(Excerpt from a dataset)
◆ ◆ ◆ ◆ ◆
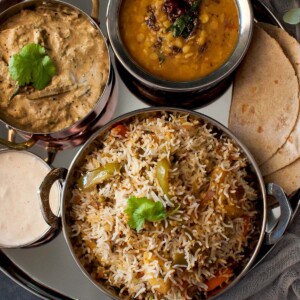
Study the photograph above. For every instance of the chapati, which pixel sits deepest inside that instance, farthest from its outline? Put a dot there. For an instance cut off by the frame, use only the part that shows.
(290, 150)
(265, 102)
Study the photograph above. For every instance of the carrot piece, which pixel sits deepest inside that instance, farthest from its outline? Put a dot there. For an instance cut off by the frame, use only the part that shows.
(220, 278)
(120, 130)
(246, 225)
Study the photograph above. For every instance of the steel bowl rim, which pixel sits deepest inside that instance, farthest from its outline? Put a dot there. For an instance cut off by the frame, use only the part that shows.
(66, 131)
(48, 231)
(245, 34)
(150, 110)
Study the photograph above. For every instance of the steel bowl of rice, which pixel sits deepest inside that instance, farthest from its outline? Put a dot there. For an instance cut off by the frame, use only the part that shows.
(164, 204)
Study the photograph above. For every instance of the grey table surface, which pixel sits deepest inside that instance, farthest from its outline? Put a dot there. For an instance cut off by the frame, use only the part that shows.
(11, 290)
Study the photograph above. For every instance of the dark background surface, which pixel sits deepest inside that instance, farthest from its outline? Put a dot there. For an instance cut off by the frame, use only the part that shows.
(8, 288)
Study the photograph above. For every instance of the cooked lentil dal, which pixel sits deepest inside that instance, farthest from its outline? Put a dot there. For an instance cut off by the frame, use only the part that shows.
(145, 28)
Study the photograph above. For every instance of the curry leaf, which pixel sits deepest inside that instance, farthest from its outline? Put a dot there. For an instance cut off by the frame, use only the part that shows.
(184, 24)
(143, 209)
(292, 16)
(33, 66)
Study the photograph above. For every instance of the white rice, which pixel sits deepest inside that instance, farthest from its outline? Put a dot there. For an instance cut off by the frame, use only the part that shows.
(207, 174)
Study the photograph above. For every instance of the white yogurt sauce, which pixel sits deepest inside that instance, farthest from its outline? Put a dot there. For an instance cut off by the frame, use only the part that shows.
(21, 220)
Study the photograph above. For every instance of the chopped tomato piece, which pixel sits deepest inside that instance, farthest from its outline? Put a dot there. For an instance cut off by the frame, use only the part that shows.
(120, 130)
(220, 278)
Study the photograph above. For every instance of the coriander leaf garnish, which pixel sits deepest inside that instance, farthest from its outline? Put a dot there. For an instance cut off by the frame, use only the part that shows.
(292, 16)
(143, 209)
(184, 25)
(33, 66)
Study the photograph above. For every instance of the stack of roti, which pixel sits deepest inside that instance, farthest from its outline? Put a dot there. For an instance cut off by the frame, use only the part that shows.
(265, 110)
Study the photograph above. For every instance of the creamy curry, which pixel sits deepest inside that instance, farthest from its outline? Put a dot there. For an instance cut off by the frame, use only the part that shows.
(179, 40)
(80, 55)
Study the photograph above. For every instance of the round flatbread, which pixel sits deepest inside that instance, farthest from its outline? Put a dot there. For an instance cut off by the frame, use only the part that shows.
(290, 150)
(265, 102)
(288, 177)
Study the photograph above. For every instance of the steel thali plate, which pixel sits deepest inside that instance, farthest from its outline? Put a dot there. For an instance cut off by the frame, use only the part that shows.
(49, 271)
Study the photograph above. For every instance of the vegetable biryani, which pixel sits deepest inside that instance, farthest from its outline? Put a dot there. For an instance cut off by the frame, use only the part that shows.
(164, 208)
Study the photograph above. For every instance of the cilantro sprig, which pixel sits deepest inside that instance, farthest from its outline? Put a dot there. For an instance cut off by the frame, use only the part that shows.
(185, 24)
(143, 209)
(33, 66)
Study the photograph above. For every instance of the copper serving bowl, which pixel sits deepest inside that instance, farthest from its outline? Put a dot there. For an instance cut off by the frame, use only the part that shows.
(67, 177)
(70, 134)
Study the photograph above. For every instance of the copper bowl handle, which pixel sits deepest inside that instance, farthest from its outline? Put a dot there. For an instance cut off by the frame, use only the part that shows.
(286, 213)
(95, 11)
(18, 146)
(44, 193)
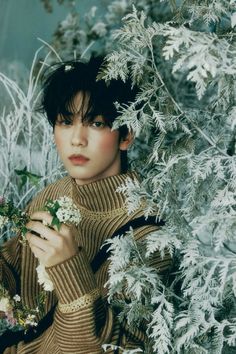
◆ ◆ ◆ ◆ ◆
### What to do
Gather every line of the material above that contains the word "white" and copy each one out, treating uppercase and lowercase letters as distinct.

### The result
Study the photograph above. For every instance of the white rice, which pixel sits deepest inside that instance, farthest from its outline? Put a dot there. For an instance cut off by the frame, use only the part that shows.
Study the photograph above. For every instance of the white yogurt sauce, which pixel sits deepest inside that instance, farthest from its outline? Put a dot there. For an instance cut off by the frame, use only the part that shows.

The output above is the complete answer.